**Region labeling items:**
====================

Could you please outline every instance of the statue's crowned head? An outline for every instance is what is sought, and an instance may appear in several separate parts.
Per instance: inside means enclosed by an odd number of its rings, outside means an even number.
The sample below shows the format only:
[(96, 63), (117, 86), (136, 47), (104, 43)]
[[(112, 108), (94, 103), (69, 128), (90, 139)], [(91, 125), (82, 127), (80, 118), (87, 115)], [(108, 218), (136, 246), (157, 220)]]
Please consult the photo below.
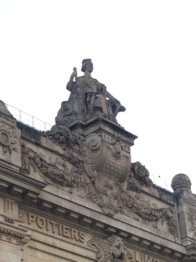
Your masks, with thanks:
[[(87, 69), (87, 67), (89, 67), (89, 68), (90, 68)], [(89, 73), (92, 73), (93, 69), (93, 64), (91, 62), (91, 59), (84, 59), (82, 61), (82, 69), (81, 69), (82, 72), (83, 72), (84, 73), (85, 73), (86, 70), (87, 70), (88, 71), (88, 69), (89, 69), (89, 71), (91, 71)]]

====================

**Work instructions:** Restate every record exactly, please; do not copy the pictures.

**Complete output:**
Could you please outline every instance of the statue's crowned head? An outline for every instance is what is sought, and an instance may appear in several separate parts.
Per instance: inside means enclosed by an odd number of its rings, outside means an even number.
The sample below shows the format only:
[(96, 63), (117, 86), (136, 47), (104, 43)]
[[(112, 108), (94, 103), (69, 128), (90, 139)], [(91, 125), (82, 127), (80, 118), (87, 115)], [(108, 218), (136, 246), (157, 220)]]
Please consult the photo below.
Your masks, with thanks:
[[(87, 69), (87, 67), (89, 67), (89, 68), (90, 68)], [(89, 73), (92, 73), (93, 69), (93, 64), (91, 62), (91, 59), (84, 59), (82, 61), (82, 69), (81, 69), (82, 72), (83, 72), (84, 73), (85, 73), (86, 70), (87, 70), (88, 71), (88, 69), (89, 69), (89, 71), (91, 71)]]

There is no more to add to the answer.